__SOURCE DATA__.
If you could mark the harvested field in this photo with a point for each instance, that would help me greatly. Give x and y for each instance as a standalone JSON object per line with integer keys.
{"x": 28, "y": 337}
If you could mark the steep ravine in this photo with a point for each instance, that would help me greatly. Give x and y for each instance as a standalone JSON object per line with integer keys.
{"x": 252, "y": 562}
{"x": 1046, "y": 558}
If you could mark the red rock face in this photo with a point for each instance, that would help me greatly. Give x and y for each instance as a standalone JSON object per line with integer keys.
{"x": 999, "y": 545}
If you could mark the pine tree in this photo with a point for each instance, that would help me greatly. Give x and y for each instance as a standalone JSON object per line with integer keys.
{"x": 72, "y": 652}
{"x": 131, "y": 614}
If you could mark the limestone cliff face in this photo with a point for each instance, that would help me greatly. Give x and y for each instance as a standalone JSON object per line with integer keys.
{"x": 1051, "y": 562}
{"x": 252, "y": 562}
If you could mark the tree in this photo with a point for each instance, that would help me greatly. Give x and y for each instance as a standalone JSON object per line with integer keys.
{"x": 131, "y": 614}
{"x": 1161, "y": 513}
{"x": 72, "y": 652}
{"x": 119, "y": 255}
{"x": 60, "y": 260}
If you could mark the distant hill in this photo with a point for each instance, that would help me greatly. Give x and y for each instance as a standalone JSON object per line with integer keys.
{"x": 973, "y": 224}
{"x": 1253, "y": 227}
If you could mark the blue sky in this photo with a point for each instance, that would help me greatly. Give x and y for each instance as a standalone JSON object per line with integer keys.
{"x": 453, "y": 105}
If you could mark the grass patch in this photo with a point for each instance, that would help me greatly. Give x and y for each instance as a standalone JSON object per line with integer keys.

==

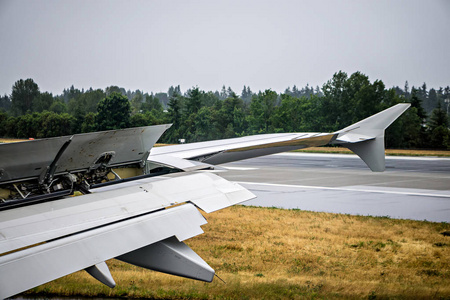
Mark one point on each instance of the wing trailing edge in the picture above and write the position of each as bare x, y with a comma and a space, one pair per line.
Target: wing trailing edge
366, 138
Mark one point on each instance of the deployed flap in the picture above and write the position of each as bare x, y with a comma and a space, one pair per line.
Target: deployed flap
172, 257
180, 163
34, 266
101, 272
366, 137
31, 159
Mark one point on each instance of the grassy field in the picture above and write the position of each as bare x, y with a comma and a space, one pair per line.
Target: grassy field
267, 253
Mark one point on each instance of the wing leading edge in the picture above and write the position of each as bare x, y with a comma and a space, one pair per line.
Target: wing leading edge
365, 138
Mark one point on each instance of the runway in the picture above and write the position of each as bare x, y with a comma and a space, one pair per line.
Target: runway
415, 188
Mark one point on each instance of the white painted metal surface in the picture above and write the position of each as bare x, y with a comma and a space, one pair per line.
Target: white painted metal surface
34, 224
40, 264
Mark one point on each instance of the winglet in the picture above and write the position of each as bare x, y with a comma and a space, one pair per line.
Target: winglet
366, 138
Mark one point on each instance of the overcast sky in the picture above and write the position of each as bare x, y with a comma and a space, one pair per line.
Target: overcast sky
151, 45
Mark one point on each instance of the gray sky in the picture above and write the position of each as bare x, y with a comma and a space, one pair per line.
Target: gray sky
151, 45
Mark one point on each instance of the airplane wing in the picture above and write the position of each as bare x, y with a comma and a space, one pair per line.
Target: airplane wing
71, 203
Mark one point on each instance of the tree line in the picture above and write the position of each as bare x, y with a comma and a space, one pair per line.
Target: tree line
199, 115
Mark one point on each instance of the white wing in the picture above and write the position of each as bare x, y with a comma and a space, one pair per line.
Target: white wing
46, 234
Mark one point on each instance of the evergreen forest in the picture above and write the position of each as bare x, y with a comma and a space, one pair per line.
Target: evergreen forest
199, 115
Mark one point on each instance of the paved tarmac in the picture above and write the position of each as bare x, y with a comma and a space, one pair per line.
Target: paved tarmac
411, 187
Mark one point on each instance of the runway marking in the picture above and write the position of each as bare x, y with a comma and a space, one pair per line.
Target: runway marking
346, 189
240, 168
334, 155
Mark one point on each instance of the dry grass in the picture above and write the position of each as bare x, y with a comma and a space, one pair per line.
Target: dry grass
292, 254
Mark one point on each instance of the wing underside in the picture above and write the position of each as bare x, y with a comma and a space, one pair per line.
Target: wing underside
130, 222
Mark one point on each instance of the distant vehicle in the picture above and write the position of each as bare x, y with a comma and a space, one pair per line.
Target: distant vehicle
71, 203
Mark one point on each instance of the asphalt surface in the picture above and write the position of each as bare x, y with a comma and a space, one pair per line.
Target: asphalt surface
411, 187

...

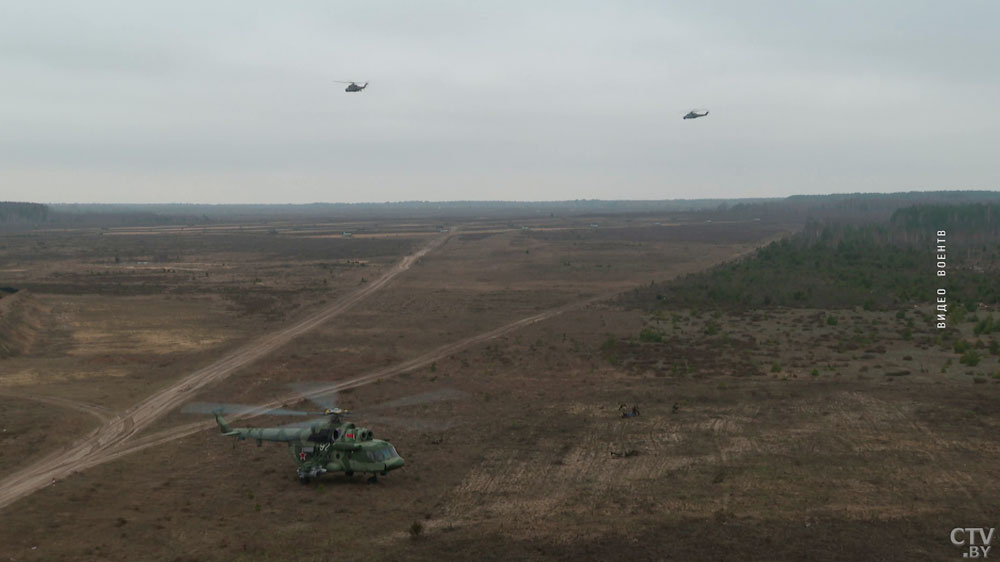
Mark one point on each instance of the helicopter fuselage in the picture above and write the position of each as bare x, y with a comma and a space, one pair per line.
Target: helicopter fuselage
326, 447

__PROBLEM REQUIREMENTS__.
Copy out each line of the data above, exactly, if it lies between the line holding "Mark one point on each instance of the wing leading" and the line holding "Mark one point on each instance of the overcast", inclusive; copy no other line.

__RESPONSE FOR THIS EXERCISE__.
Mark one point on each instance of the wing leading edge in the picture above and write the position of each as bare x, y with a comma and a space, one pair per line.
Target: wing leading edge
365, 138
Mark one point on each instance of the runway in the picture above and write the position of each as bare x, y with a comma and a space, one pair per line.
Target: runway
415, 188
Mark one point on each instance of the white painted metal surface in the picture above and write the position of each as bare x, y with a comma and a space, one pair per line.
Target: white painted metal surface
34, 224
40, 264
Mark one point on each instance of the winglet in the picture above and write the position of each as bare x, y with a comma and a space, one pair per line.
Target: winglet
366, 138
Mark one point on each instance of the overcast sky in the picture above and write the position of each as bare x, y with a comma and a space, one pair per line.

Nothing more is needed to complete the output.